His work in the 1950s and '60s helped break colour barriers, shifting the lens through which Black people were perceived and paving the way for other Black actors to make their mark. However, he was concerned that his Oscar may have been indicative of Hollywood's need for a token Black actor, rather than something he achieved on merit.
1967 saw him at his commercial peak with three films, making him Hollywood's most bankable star that year. Poitier became the top box office draw with three popular movies out the same year: To Sir With Love, Guess Who's Coming To Dinner, and In The Heat of the Night.
To Sir, With Love reflected the experience of West Indian migrants to Britain. His character's experience of being an immigrant in London mirrored that of many West Indians who came to Britain during the 1950s and '60s.
Poitier was nominated for Bafta and Golden Globe awards for Norman Jewison's film In the Heat of the Night in which he played big city detective Virgil Tibbs. He played a Philadelphia detective who found himself stranded in a red-neck Mississippi town on the night a businessman is murdered. His developing relationship with the bigoted local sheriff, played by Rod Steiger, gave Poitier his strongest role and the film won five Oscars, including best picture. Poitier's response to Steiger's question "What do they call you, boy?" produced one of cinema's most famous lines: "They call me Mr Tibbs."
Guess Who's Coming to Dinner featured Poitier as the boyfriend of a white, middle-class girl who takes him to meet her parents. Played by Spencer Tracey and Katherine Hepburn, her parents were torn between their liberal values and their reaction to a prospective Black son-in-law.
At the time filming began, interracial marriage was still illegal in 17 U.S. states. These laws were only revoked by the Supreme Court months before the film was released.
But Poitier faced criticism from some Black civil-rights activists who complained his characters were just too good to be true.

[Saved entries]
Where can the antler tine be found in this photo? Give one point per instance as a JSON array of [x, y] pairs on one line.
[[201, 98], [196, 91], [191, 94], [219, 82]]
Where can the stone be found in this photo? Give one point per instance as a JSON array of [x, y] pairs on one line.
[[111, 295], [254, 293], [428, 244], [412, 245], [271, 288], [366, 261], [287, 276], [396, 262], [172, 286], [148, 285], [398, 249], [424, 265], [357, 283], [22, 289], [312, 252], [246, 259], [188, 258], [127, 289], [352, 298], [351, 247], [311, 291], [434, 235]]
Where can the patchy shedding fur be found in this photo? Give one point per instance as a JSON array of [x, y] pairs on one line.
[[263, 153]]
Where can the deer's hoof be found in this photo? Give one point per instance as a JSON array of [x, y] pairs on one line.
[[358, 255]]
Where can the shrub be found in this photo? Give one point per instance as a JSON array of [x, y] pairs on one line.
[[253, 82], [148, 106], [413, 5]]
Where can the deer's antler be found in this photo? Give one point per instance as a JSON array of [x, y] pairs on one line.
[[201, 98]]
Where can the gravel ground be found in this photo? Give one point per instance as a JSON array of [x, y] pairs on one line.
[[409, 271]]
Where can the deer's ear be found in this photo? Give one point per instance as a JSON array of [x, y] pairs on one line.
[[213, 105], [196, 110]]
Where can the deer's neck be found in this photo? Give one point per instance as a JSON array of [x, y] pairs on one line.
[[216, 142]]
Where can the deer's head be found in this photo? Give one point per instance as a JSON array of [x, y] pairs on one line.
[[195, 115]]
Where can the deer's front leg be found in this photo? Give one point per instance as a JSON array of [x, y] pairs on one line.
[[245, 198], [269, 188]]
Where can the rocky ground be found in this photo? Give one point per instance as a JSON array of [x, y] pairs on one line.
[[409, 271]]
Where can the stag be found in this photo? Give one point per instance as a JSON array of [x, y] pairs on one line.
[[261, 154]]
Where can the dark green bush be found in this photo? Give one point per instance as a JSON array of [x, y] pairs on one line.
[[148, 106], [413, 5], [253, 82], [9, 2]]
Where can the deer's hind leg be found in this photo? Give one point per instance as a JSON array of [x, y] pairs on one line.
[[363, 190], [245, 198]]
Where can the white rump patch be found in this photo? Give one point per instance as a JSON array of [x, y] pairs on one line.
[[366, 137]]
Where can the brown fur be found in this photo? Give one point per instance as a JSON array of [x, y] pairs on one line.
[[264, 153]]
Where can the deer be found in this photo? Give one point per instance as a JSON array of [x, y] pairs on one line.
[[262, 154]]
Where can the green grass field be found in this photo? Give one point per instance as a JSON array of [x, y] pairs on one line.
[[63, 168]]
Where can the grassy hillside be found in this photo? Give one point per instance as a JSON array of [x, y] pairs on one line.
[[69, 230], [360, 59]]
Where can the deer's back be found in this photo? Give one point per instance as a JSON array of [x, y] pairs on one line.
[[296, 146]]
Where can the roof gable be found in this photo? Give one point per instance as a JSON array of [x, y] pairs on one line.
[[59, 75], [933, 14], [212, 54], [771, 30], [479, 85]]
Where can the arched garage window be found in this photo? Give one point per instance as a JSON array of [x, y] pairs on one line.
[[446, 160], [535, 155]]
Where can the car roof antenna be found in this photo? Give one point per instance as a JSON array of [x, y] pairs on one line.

● **THINGS TO DO**
(a) Based on the Poitier excerpt, decide whether each statement agrees with it: (i) Poitier was Hollywood's top box office draw in 1967; (ii) In the Heat of the Night won five Oscars, including best picture; (iii) interracial marriage was legal in every U.S. state when filming of Guess Who's Coming to Dinner began. For each one, give yes or no and quote the words from the excerpt that settle it.
(b) Summarize the Poitier excerpt in three sentences.
(c) Carry on writing the Poitier excerpt, starting right after its final sentence.

● **RESULTS IN ORDER**
(a)
(i) Yes: "Poitier became the top box office draw with three popular movies out the same year"
(ii) Yes: "the film won five Oscars, including best picture"
(iii) No: "At the time filming began, interracial marriage was still illegal in 17 U.S. states."

(b) Poitier's work in the 1950s and '60s helped break color barriers, though he worried that his Oscar reflected Hollywood's need for a token Black actor rather than his own merit. In 1967 he was Hollywood's top box office draw with three films: To Sir, With Love, In the Heat of the Night and Guess Who's Coming to Dinner. These films portrayed a West Indian immigrant in London, a Philadelphia detective facing a bigoted Mississippi sheriff, and a white couple torn over a Black prospective son-in-law, yet some Black civil-rights activists complained that his characters were too good to be true.

(c)
Film critic Elvis Mitchell says there was a time when Black audiences were just happy to see someone on screen who wasn't, for example, carrying a tray. But eventually, dissatisfaction with the civil-rights movement and Poitier's mostly non-threatening roles made him an easy target. "He suddenly went from being the lone representation of his race to being unfairly castigated as the man who apologized for being Black. And he was just working, he wasn't in control of the movie business, he didn't choose to make the movies — he chose to be in them, because he just wanted to work."
Going Behind the Camera
This hot wind of criticism persuade Sidney Poitier to move away from acting roles. He involved himself in the campaign for Bahamian independence, achieved in 1973, and began a new career as a director.
By the end of the 1970s, Poitier formed his own production company with other stars, including Paul Newman and Barbra Streisand.
Poitier starred in and directed comedies with large Black casts — the best known are Uptown Saturday Night, and Let's Do It Again. His debut as a director was Buck and the Preacher, a Western with comic touches, about freed slaves homesteading out West.
As he moved further away from acting, he directed Gene Wilder and Richard Pryor in Stir Crazy in 1980, his biggest commercial hit as director.
Poitier became the first Black actor to receive a life achievement award from the American Film Institute in 1992. Five years later, he was appointed the Bahamas' ambassador to Japan.
In 2002, nearly 75 years old, Sidney Poitier received an honorary Oscar for lifetime achievement. "I accept this award in memory," he said on stage, "of all the African American actors and actresses who went before me in the difficult years, on whose shoulders I was privileged to stand to see where I might go." There was a standing ovation for Sidney Poitier. Halle Berry and Denzel Washington won Best Actress and Best Actor that night, marking a new first at the Oscars.
In 2009, President Barack Obama awarded Sidney Poitier the Presidential Medal of Freedom, the highest civilian honor in the United States. In 2016 He was awarded a Fellowship by Bafta, a recognition of his outstanding contribution to cinema.